START LISTED ENTRIES
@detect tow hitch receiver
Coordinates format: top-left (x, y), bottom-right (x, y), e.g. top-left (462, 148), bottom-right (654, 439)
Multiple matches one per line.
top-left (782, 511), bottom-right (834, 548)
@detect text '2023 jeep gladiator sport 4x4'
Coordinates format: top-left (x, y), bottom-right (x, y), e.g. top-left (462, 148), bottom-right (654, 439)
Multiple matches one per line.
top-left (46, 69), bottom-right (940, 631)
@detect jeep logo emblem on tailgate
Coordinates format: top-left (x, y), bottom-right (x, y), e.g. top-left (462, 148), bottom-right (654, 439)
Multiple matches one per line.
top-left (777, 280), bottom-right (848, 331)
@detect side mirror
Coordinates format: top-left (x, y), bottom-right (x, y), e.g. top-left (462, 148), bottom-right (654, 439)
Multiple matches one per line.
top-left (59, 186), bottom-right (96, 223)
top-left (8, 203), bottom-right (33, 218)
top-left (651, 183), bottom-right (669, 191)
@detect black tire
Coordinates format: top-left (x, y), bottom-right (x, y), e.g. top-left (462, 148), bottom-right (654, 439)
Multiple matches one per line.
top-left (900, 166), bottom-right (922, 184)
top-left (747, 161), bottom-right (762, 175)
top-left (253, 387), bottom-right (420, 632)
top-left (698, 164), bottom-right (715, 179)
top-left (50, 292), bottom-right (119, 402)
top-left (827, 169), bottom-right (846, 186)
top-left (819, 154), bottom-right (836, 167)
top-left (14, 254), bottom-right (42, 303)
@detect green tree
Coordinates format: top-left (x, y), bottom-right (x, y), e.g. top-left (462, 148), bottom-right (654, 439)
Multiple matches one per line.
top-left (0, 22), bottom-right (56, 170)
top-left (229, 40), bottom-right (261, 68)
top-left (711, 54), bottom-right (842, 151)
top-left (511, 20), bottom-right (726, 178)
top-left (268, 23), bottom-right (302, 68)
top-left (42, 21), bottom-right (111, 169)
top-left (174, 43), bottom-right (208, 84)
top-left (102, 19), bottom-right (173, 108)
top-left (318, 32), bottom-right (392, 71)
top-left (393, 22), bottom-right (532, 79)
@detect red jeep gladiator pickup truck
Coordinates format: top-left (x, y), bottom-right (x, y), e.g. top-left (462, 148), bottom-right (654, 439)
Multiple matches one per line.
END LISTED ENTRIES
TO DO
Nothing in the data may differ; print all of it exactly as written.

ANSWER AREA
@detect tow hitch receiver
Coordinates format: top-left (x, y), bottom-right (x, y), e.g. top-left (462, 148), bottom-right (654, 439)
Multiple matches one per line.
top-left (782, 511), bottom-right (834, 548)
@detect text '2023 jeep gladiator sport 4x4'
Coordinates format: top-left (x, y), bottom-right (x, y), e.g. top-left (462, 148), bottom-right (654, 439)
Multiple matches one per line.
top-left (46, 69), bottom-right (940, 631)
@detect jeep logo emblem on tailgate
Coordinates format: top-left (x, y), bottom-right (x, y), e.g. top-left (462, 148), bottom-right (654, 439)
Multiple matches one per line.
top-left (777, 280), bottom-right (848, 331)
@detect side mirror
Coordinates format: top-left (x, y), bottom-right (x, y), e.g. top-left (462, 148), bottom-right (654, 439)
Multiple matches one per line.
top-left (59, 186), bottom-right (96, 223)
top-left (8, 203), bottom-right (33, 218)
top-left (651, 183), bottom-right (669, 191)
@detect black tire
Coordinates format: top-left (x, y), bottom-right (x, y), e.g. top-left (462, 148), bottom-right (654, 439)
Multiple matches one per line.
top-left (900, 166), bottom-right (922, 184)
top-left (747, 161), bottom-right (762, 175)
top-left (253, 387), bottom-right (420, 632)
top-left (698, 164), bottom-right (715, 179)
top-left (50, 292), bottom-right (119, 402)
top-left (827, 169), bottom-right (846, 186)
top-left (819, 154), bottom-right (836, 167)
top-left (14, 254), bottom-right (42, 303)
@detect green tree
Coordinates format: top-left (x, y), bottom-right (x, y), e.g. top-left (462, 148), bottom-right (654, 439)
Multiple matches one per line.
top-left (0, 22), bottom-right (56, 170)
top-left (229, 40), bottom-right (261, 68)
top-left (711, 54), bottom-right (842, 151)
top-left (511, 20), bottom-right (726, 178)
top-left (268, 23), bottom-right (302, 68)
top-left (42, 21), bottom-right (111, 169)
top-left (174, 43), bottom-right (208, 84)
top-left (102, 19), bottom-right (173, 108)
top-left (318, 32), bottom-right (392, 71)
top-left (393, 22), bottom-right (532, 79)
@detect red jeep gladiator pickup truck
Coordinates format: top-left (x, y), bottom-right (x, y), e.g. top-left (462, 148), bottom-right (654, 439)
Multiple matches one per line.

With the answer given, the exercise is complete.